##### Record excerpts

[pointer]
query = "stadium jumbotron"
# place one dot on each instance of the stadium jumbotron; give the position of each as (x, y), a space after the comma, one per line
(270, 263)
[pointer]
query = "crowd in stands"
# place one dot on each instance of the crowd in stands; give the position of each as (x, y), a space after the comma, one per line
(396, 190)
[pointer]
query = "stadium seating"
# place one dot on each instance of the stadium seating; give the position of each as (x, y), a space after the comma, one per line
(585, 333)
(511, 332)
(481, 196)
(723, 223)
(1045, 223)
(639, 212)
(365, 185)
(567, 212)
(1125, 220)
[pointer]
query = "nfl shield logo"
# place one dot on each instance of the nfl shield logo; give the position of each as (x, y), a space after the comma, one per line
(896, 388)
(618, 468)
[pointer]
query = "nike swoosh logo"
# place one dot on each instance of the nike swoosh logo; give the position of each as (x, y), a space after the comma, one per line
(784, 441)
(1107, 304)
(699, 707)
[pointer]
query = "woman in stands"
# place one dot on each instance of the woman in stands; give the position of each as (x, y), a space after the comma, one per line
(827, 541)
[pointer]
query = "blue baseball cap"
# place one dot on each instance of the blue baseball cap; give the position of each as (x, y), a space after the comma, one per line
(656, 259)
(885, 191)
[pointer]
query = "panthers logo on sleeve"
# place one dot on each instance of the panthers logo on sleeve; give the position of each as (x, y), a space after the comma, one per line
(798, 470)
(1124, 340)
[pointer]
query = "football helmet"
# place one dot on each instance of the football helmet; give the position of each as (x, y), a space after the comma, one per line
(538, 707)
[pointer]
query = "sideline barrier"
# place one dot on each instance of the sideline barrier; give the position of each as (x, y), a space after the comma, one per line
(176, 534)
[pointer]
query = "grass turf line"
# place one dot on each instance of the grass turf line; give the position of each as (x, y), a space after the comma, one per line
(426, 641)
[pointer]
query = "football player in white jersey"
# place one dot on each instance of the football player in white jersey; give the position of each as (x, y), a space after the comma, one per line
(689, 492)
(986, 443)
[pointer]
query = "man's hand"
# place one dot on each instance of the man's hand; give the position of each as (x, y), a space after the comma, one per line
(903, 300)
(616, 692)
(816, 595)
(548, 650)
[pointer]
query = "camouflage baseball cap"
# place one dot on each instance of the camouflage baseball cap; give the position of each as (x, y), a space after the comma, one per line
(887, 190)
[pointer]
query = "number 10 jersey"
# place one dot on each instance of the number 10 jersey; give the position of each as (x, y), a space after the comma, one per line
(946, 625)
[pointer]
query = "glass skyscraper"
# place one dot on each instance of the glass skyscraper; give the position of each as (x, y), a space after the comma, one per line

##########

◆ What this task involves
Convert the stretch from the start of the entries through the line that contains "(1124, 340)" into a JSON list of strings, one string per line, leaving out blank lines.

◆ The result
[
  "[pointer]",
  "query = \"stadium jumbotron\"",
  "# place one dot on each instance of the stadium jumbotron; give the position of each as (x, y), a space after the comma, one per line",
  "(270, 263)",
  "[pointer]",
  "query = \"crowd in stands\"",
  "# place one dot on each instance of the crowd in stands; give the position of each as (x, y), a space after the comma, one per line",
  "(396, 190)",
  "[pointer]",
  "query = \"stadium seating\"",
  "# place one dot on each instance of the stadium seating; give the position of each as (x, y), a space after the comma, one per line",
  "(585, 333)",
  "(511, 332)",
  "(481, 196)",
  "(723, 223)",
  "(1045, 223)",
  "(639, 212)",
  "(365, 185)",
  "(567, 212)",
  "(1125, 220)",
  "[pointer]",
  "query = \"nfl shield logo\"",
  "# place one dot on each instance of the nfl shield logo; give the position of each as (x, y), a space after the comma, one per line",
  "(896, 388)",
  "(618, 468)",
  "[pointer]",
  "query = \"nike swoosh logo\"",
  "# place one dot on each instance of the nike swoosh logo; give the position of each as (x, y), a space after the comma, one per line",
  "(784, 441)",
  "(1107, 304)",
  "(699, 707)",
  "[pointer]",
  "query = \"woman in stands\"",
  "# place one dot on each instance of the woman in stands; give the position of each as (x, y), a space after the comma, one per line",
  "(827, 541)",
  "[pointer]",
  "query = \"blue baseball cap\"",
  "# place one dot on each instance of the blue baseball cap; give the position of each as (x, y), a space after the comma, one per line",
  "(656, 259)",
  "(885, 191)",
  "[pointer]",
  "query = \"panthers logo on sleeve\"",
  "# place one dot on each instance of the panthers logo on sleeve; give the position of each as (x, y), a space after the comma, one per line",
  "(798, 470)",
  "(1124, 340)"
]